··· RECORD LIST

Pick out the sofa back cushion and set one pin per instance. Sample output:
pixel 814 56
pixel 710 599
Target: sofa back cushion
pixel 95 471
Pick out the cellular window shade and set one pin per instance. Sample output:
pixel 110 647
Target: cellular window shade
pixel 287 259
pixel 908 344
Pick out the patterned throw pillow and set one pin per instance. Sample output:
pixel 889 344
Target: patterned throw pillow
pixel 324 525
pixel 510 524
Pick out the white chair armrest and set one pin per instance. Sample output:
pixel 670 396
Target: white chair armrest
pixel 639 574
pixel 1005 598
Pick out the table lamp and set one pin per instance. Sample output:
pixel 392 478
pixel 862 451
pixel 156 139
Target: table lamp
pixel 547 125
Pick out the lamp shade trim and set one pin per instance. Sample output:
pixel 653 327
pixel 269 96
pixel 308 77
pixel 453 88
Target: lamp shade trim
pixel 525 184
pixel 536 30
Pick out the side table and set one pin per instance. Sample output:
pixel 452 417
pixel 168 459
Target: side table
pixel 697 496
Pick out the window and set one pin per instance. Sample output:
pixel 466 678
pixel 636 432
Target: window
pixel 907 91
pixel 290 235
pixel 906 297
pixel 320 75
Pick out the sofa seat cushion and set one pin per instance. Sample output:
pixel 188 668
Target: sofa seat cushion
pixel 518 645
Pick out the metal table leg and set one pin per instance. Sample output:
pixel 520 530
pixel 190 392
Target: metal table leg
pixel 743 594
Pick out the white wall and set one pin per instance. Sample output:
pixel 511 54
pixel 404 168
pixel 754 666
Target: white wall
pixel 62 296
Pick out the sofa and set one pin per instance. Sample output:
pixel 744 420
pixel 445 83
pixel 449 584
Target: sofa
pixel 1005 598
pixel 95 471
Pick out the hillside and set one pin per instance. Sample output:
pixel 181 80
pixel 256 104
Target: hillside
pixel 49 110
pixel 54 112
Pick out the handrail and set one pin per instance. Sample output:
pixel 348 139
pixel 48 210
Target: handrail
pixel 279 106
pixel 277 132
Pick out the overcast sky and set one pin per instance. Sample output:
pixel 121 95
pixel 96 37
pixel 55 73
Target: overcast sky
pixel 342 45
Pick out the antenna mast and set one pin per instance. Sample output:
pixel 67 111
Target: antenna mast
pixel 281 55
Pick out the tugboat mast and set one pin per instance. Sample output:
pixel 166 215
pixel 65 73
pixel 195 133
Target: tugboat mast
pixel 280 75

······

Turn every line above into a numbered list, skipping any blank lines.

**RIGHT ANSWER**
1. Pick out the sofa back cushion and set one pin per instance. Sample output:
2. pixel 814 56
3. pixel 710 599
4. Target: sofa back cushion
5. pixel 95 471
6. Pick out the cellular window shade and set one pin per instance. Sample output:
7. pixel 110 647
8. Target: cellular window shade
9. pixel 287 259
10. pixel 908 344
11. Pick out the patterned throw pillow and set one pin per instance. Sample output:
12. pixel 889 344
13. Target: patterned throw pillow
14. pixel 324 525
15. pixel 510 524
16. Pick out the white chair armrest and set one pin per instance. Sample output:
17. pixel 670 396
18. Target: white chair armrest
19. pixel 639 574
20. pixel 1005 598
21. Pick out the table lamp and set one pin per instance. Sample output:
22. pixel 392 478
23. pixel 862 451
24. pixel 156 139
25. Target: table lamp
26. pixel 547 125
27. Pick out the lamp shade trim and set one pin per instance. Sample output:
28. pixel 653 327
29. pixel 269 96
30. pixel 308 77
31. pixel 453 88
32. Target: lamp shade trim
33. pixel 525 184
34. pixel 536 30
35. Pick out the side table and set one pin per instance. Sample output:
36. pixel 452 417
37. pixel 168 459
38. Target: side table
39. pixel 697 496
40. Pick out the window and set one pin per instance. Sample output:
41. pixel 466 678
42. pixel 636 432
43. Target: window
44. pixel 907 91
45. pixel 290 235
46. pixel 906 297
47. pixel 320 75
48. Pick out the sofa seat cushion and set one pin per instance. Sample output:
49. pixel 188 668
50. Target: sofa seat cushion
51. pixel 518 645
52. Pick out the metal table leg and set one pin per instance. Sample output:
53. pixel 520 530
54. pixel 190 392
55. Target: metal table leg
56. pixel 743 594
57. Pick out the white wall and set one pin per instance. Sample output:
58. pixel 511 54
59. pixel 404 168
60. pixel 754 666
61. Target: white wall
62. pixel 62 296
63. Pick out the sofa and set one pin per instance. Sample output:
64. pixel 744 420
65. pixel 445 83
66. pixel 449 584
67. Target: sofa
68. pixel 1005 598
69. pixel 95 471
70. Pick out the hillside and set one pin per instance. Sample output:
71. pixel 181 80
72. pixel 256 104
73. Target: hillside
74. pixel 49 110
75. pixel 54 112
76. Pick out the handrail and set one pin per instance. Sample output:
77. pixel 348 139
78. pixel 48 210
79. Target: handrail
80. pixel 279 106
81. pixel 277 132
82. Pick out the overcast sky and set one pin per instance. Sample output:
83. pixel 121 95
84. pixel 96 37
85. pixel 55 73
86. Target: overcast sky
87. pixel 342 45
88. Pick out the antenna mast and set one pin per instance. Sample output:
89. pixel 67 111
90. Target: antenna mast
91. pixel 281 55
92. Pick out the tugboat mast and set one pin per instance. Sample output:
93. pixel 166 215
94. pixel 65 73
95. pixel 195 133
96. Target: tugboat mast
97. pixel 280 75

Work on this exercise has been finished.